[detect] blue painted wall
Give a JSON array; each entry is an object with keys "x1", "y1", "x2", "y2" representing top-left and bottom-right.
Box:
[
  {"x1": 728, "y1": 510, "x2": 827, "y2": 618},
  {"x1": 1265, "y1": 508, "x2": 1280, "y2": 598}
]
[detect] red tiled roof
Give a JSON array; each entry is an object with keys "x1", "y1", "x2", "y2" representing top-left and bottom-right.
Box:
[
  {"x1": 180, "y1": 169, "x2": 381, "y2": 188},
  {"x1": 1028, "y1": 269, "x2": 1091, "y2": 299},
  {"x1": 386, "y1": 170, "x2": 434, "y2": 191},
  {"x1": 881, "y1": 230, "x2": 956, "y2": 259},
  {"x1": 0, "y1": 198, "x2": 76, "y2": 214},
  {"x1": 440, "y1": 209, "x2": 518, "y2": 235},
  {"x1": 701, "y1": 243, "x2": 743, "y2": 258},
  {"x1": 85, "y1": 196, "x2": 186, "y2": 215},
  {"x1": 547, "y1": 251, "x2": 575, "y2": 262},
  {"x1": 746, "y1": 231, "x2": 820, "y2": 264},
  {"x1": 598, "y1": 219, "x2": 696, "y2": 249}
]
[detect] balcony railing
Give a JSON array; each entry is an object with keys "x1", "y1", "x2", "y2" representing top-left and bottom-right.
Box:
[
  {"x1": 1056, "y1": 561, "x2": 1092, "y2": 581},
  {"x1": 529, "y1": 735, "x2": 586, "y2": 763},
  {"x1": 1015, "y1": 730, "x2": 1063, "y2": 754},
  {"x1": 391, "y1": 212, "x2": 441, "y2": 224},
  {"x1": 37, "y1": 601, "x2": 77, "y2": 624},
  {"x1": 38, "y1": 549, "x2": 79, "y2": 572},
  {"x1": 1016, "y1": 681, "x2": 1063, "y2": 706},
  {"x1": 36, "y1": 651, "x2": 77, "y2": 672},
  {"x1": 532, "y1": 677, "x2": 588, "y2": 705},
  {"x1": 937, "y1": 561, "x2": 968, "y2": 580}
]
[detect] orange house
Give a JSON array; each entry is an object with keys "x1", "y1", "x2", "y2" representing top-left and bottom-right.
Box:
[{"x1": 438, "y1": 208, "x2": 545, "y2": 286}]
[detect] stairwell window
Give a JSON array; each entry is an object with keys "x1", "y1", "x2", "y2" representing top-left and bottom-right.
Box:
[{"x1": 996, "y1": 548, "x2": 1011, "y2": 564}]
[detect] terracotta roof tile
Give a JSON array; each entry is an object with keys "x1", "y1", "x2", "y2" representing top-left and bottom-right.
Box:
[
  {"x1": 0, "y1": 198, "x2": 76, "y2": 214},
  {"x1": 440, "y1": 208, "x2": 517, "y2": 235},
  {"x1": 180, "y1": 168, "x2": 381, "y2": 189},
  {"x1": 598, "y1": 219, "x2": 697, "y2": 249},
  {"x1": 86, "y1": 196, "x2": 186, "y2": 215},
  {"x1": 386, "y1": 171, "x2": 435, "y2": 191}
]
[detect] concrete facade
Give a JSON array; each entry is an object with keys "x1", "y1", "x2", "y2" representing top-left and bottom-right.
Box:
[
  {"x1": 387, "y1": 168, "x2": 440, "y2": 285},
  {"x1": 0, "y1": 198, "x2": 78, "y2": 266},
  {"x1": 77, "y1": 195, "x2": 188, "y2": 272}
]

★ ★ ★

## Work required:
Write out every record exactly as it appears above.

## Answer to this task:
[detect] blue painted wall
Give a JSON array; each entry is an object with keys "x1", "y1", "x2", "y2" representing top-left and bottom-right.
Box:
[
  {"x1": 728, "y1": 510, "x2": 827, "y2": 618},
  {"x1": 1265, "y1": 508, "x2": 1280, "y2": 598}
]
[detect] red tiled roof
Give a JSON array; each entry is an object with keys "x1", "y1", "x2", "y2" representing top-left and bottom-right.
Box:
[
  {"x1": 180, "y1": 169, "x2": 381, "y2": 188},
  {"x1": 1028, "y1": 269, "x2": 1091, "y2": 299},
  {"x1": 386, "y1": 170, "x2": 434, "y2": 191},
  {"x1": 881, "y1": 230, "x2": 956, "y2": 259},
  {"x1": 0, "y1": 198, "x2": 76, "y2": 214},
  {"x1": 440, "y1": 209, "x2": 518, "y2": 235},
  {"x1": 701, "y1": 243, "x2": 743, "y2": 258},
  {"x1": 85, "y1": 196, "x2": 186, "y2": 215},
  {"x1": 547, "y1": 251, "x2": 575, "y2": 262},
  {"x1": 746, "y1": 231, "x2": 820, "y2": 264},
  {"x1": 598, "y1": 219, "x2": 696, "y2": 249}
]
[detect] balcony railing
Give a JSON array; each entry is an object with keys "x1", "y1", "x2", "y2" representing top-left and bottom-right.
Box:
[
  {"x1": 1056, "y1": 561, "x2": 1092, "y2": 581},
  {"x1": 529, "y1": 735, "x2": 586, "y2": 763},
  {"x1": 1015, "y1": 730, "x2": 1063, "y2": 754},
  {"x1": 391, "y1": 212, "x2": 441, "y2": 224},
  {"x1": 37, "y1": 601, "x2": 77, "y2": 624},
  {"x1": 38, "y1": 549, "x2": 79, "y2": 572},
  {"x1": 1016, "y1": 681, "x2": 1063, "y2": 706},
  {"x1": 36, "y1": 651, "x2": 77, "y2": 672},
  {"x1": 532, "y1": 677, "x2": 588, "y2": 705},
  {"x1": 937, "y1": 561, "x2": 968, "y2": 580}
]
[detect] orange house
Give a JSON array; each entry is an object with keys "x1", "y1", "x2", "y2" representing top-left and bottom-right.
Box:
[{"x1": 438, "y1": 208, "x2": 545, "y2": 286}]
[detect] stairwell window
Give a JSON array; each entry is an object with keys "x1", "y1", "x2", "y2" representing top-left and bottom-right.
Box:
[{"x1": 996, "y1": 548, "x2": 1011, "y2": 564}]
[detect] terracotta roof tile
Give a JSON array; each entry is an object with keys "x1", "y1", "x2", "y2" representing top-left and bottom-right.
Box:
[
  {"x1": 0, "y1": 198, "x2": 76, "y2": 214},
  {"x1": 440, "y1": 208, "x2": 517, "y2": 235},
  {"x1": 180, "y1": 168, "x2": 381, "y2": 189},
  {"x1": 598, "y1": 219, "x2": 697, "y2": 249},
  {"x1": 86, "y1": 196, "x2": 186, "y2": 215},
  {"x1": 386, "y1": 171, "x2": 435, "y2": 191}
]
[detect] concrete facade
Give a JSON array; each entry is an object with keys "x1", "y1", "x2", "y2" representing top-left and bottom-right.
Box:
[
  {"x1": 387, "y1": 168, "x2": 440, "y2": 285},
  {"x1": 0, "y1": 198, "x2": 78, "y2": 266},
  {"x1": 77, "y1": 195, "x2": 188, "y2": 272}
]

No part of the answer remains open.